Exercise details >> Reproduce the listing below word for word, from the line containing "Can you find the thin twig in this picture?" through the final line of the listing, both included.

Items >>
>>>>>

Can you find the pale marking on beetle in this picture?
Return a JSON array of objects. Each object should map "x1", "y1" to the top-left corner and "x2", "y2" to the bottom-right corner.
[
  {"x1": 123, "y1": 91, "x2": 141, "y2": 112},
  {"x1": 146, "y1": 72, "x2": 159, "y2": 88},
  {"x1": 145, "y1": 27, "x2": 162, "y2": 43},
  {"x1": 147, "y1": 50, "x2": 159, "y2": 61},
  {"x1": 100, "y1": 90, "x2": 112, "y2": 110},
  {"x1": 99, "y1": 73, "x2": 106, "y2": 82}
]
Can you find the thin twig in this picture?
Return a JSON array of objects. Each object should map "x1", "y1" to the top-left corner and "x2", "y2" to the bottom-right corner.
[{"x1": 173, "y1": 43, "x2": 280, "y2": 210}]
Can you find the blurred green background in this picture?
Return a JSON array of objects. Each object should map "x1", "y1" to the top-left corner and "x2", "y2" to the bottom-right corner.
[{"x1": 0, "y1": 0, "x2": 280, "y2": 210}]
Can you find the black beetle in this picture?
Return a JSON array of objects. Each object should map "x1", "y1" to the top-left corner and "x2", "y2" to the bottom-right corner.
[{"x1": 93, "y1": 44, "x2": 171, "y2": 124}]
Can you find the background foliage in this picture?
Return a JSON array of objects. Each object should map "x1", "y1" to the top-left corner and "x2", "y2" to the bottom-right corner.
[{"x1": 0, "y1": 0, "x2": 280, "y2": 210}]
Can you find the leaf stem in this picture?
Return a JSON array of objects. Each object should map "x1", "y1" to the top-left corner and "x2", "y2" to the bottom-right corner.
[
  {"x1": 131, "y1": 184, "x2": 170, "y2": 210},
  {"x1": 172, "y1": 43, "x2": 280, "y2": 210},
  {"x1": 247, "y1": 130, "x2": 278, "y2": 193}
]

<<<<<

Final result >>
Can you find the thin twig in this picture?
Return a JSON array of objects. Each object should map "x1", "y1" to the top-left corner and "x2", "y2" to the bottom-right corner.
[{"x1": 173, "y1": 43, "x2": 280, "y2": 210}]
Can you find the blurred green background in this picture?
Return a JSON array of objects. Each object should map "x1", "y1" to the top-left corner and "x2", "y2" to the bottom-right corner.
[{"x1": 0, "y1": 0, "x2": 280, "y2": 210}]
Can you find the black beetle in this picture?
Return a JSON array of objects. Each object should map "x1", "y1" to the top-left corner and "x2", "y2" to the bottom-right corner.
[{"x1": 93, "y1": 44, "x2": 171, "y2": 124}]
Can you find the background foliage in this picture?
Return a JSON array of objects. Each object should map "x1", "y1" to the top-left corner and "x2", "y2" to the bottom-right corner.
[{"x1": 0, "y1": 0, "x2": 280, "y2": 210}]
Can you find the leaf stem in this picture?
Return a JSON array of objects. Each object should map "x1", "y1" to the top-left corner and "x2", "y2" to the bottom-right corner.
[
  {"x1": 131, "y1": 184, "x2": 170, "y2": 210},
  {"x1": 172, "y1": 43, "x2": 280, "y2": 210},
  {"x1": 247, "y1": 130, "x2": 278, "y2": 193}
]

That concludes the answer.